What the exercise asks: Across the entries below, count the lines in which the word "plant" occurs. Reply with the count alone.

Records for the task:
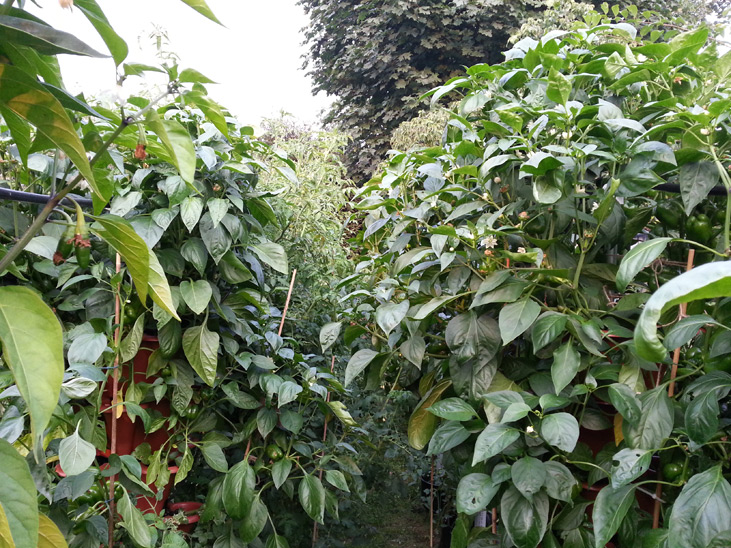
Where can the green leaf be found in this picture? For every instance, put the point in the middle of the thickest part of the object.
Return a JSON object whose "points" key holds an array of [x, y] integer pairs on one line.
{"points": [[638, 258], [516, 318], [18, 499], [24, 96], [273, 255], [696, 181], [177, 142], [357, 363], [134, 522], [707, 281], [238, 490], [337, 479], [560, 430], [49, 536], [469, 335], [280, 472], [414, 349], [528, 475], [559, 87], [422, 423], [196, 295], [214, 457], [329, 334], [42, 38], [32, 345], [548, 326], [492, 440], [158, 287], [201, 348], [191, 209], [628, 465], [117, 46], [655, 423], [453, 409], [130, 345], [201, 7], [566, 363], [624, 400], [559, 482], [474, 493], [255, 520], [449, 435], [312, 497], [525, 520], [389, 315], [75, 454], [118, 233], [610, 509]]}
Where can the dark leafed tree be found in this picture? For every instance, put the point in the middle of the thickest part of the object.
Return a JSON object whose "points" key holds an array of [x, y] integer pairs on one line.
{"points": [[377, 57]]}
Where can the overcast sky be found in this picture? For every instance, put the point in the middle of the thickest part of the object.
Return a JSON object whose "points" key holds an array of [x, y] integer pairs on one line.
{"points": [[256, 59]]}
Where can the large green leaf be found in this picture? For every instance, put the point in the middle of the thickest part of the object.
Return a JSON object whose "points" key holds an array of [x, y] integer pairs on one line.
{"points": [[201, 348], [655, 422], [701, 511], [196, 295], [422, 423], [117, 47], [516, 317], [312, 497], [707, 281], [638, 258], [560, 430], [525, 520], [18, 499], [273, 255], [42, 38], [75, 454], [238, 490], [118, 233], [177, 142], [134, 522], [474, 493], [28, 99], [32, 345], [201, 7], [566, 362], [609, 511], [492, 440]]}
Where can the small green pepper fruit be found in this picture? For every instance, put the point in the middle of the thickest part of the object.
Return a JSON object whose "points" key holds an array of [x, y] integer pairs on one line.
{"points": [[669, 213], [699, 228]]}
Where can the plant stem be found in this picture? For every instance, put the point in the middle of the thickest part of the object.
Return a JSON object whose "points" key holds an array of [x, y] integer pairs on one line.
{"points": [[39, 221]]}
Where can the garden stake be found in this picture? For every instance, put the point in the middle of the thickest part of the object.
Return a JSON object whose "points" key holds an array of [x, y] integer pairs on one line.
{"points": [[431, 506], [671, 392], [324, 437], [115, 388], [286, 303]]}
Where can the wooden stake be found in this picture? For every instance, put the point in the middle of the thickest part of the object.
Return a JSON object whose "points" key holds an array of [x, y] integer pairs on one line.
{"points": [[431, 506], [115, 390], [286, 304], [671, 391], [324, 437]]}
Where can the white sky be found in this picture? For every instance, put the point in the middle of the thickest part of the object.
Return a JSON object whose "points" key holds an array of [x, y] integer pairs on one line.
{"points": [[256, 59]]}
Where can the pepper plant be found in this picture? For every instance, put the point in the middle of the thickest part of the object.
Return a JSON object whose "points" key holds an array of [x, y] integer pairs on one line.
{"points": [[502, 276]]}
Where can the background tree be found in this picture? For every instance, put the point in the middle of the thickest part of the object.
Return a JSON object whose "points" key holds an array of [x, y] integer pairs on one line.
{"points": [[379, 57]]}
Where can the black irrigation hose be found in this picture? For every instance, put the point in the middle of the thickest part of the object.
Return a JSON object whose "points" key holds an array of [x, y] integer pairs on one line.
{"points": [[671, 187], [32, 198]]}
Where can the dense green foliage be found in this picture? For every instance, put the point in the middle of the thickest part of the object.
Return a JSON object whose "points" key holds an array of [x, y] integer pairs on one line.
{"points": [[379, 58], [503, 274]]}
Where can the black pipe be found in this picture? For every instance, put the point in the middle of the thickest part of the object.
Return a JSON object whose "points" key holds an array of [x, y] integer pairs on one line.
{"points": [[671, 187], [32, 198]]}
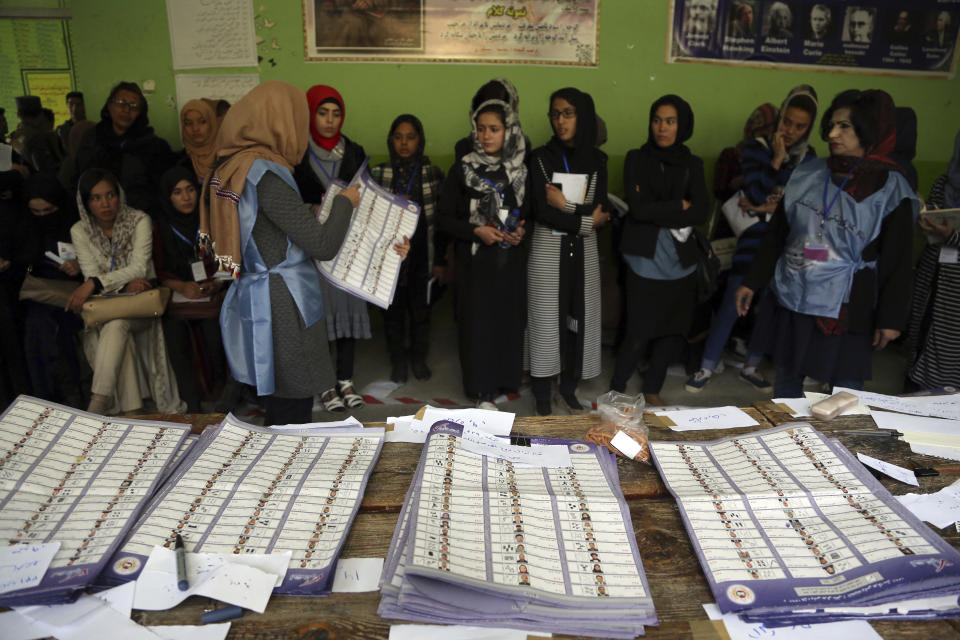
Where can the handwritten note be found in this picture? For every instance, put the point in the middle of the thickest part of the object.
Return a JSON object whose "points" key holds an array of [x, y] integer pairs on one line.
{"points": [[535, 455], [24, 565], [234, 580], [711, 418], [356, 575], [936, 406], [892, 470], [229, 87], [213, 33]]}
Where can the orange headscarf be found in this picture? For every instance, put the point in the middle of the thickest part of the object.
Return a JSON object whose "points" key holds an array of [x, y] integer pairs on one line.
{"points": [[201, 154], [270, 123]]}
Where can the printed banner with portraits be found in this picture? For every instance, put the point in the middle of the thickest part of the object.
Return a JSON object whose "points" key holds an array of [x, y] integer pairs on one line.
{"points": [[534, 31], [918, 37]]}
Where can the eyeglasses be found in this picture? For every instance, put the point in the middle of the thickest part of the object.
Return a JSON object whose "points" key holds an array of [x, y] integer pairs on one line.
{"points": [[566, 114], [123, 104]]}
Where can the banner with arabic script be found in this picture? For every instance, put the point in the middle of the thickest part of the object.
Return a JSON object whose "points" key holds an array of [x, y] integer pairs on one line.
{"points": [[879, 36], [534, 31]]}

Answer below: 2